Object position labeling entries →
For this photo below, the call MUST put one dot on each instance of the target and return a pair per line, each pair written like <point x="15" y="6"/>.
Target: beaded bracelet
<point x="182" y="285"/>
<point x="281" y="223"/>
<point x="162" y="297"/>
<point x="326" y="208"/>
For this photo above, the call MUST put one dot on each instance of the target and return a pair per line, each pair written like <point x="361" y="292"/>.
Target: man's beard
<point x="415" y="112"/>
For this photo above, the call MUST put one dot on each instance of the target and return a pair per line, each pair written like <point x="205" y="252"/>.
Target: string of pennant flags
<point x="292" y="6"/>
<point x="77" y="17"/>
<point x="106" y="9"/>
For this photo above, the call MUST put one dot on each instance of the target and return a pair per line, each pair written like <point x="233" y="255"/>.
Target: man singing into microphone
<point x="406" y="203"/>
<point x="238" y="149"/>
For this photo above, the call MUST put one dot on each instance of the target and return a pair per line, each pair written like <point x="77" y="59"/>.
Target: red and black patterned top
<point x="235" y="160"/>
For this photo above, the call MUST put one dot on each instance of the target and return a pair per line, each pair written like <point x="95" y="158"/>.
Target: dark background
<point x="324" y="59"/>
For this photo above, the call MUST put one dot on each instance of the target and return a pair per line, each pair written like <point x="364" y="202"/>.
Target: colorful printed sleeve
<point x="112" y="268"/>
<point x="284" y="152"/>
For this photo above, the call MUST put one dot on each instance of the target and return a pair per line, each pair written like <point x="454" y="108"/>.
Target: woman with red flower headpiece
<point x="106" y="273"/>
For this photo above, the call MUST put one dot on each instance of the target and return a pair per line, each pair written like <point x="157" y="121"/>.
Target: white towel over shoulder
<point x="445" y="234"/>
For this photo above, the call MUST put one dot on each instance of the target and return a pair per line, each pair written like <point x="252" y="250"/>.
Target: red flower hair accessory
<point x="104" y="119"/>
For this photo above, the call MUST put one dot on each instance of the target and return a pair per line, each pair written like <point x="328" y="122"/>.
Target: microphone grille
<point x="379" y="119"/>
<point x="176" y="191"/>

GIVEN PROBLEM → Quote every record above exactly.

FINISHED ANSWER →
For this photo below, the call MUST put one dot on each instance of the target and return a pair per line, each pair written like <point x="15" y="6"/>.
Target: beaded bracelet
<point x="182" y="285"/>
<point x="281" y="223"/>
<point x="162" y="297"/>
<point x="326" y="208"/>
For this photo above, the call MUST put one dot on each instance of the target and return a pair per line, each pair written like <point x="361" y="292"/>.
Target: man's beard
<point x="415" y="112"/>
For this photo above, the call MUST put one dot on each instance of the target and return a pair per line, each pair written like <point x="205" y="252"/>.
Target: string of pennant flags
<point x="292" y="6"/>
<point x="77" y="17"/>
<point x="106" y="9"/>
For this photo above, the call MUST put one dot on each instance of the target and return a pair per line, each pair written like <point x="233" y="255"/>.
Target: man singing into microphone
<point x="406" y="203"/>
<point x="238" y="149"/>
For this photo above, the call MUST put one dot on each instance of the target and return a pair per line, each pair written like <point x="77" y="59"/>.
Target: red and black patterned top
<point x="235" y="160"/>
For this photo above, the call MUST put one dot on each instance of the target and return a pair per line, each pair written like <point x="95" y="158"/>.
Target: dark background
<point x="324" y="59"/>
For this photo above, the call MUST put one dot on each instance of the target and return a pair per line, each pair written like <point x="364" y="202"/>.
Target: colorful printed sleeve
<point x="112" y="268"/>
<point x="284" y="152"/>
For this photo above, the call MUST put one dot on each instance of the target and return a pair per line, each pair written like <point x="454" y="108"/>.
Target: woman with red flower headpiece
<point x="106" y="273"/>
For this photo above, the call MUST put one dot on each instance of the target and return a pair per line, each pair written like <point x="157" y="121"/>.
Target: white towel over shoulder
<point x="445" y="234"/>
For this photo above, the call MUST put one dot on each instance of the target and return a pair per line, each pair written like <point x="252" y="250"/>.
Target: red flower hair accessory
<point x="104" y="119"/>
For this photo above, the call MUST put one dot on each instance of the target and return a pair per line, each pair written like <point x="328" y="122"/>.
Target: microphone grille
<point x="379" y="119"/>
<point x="176" y="191"/>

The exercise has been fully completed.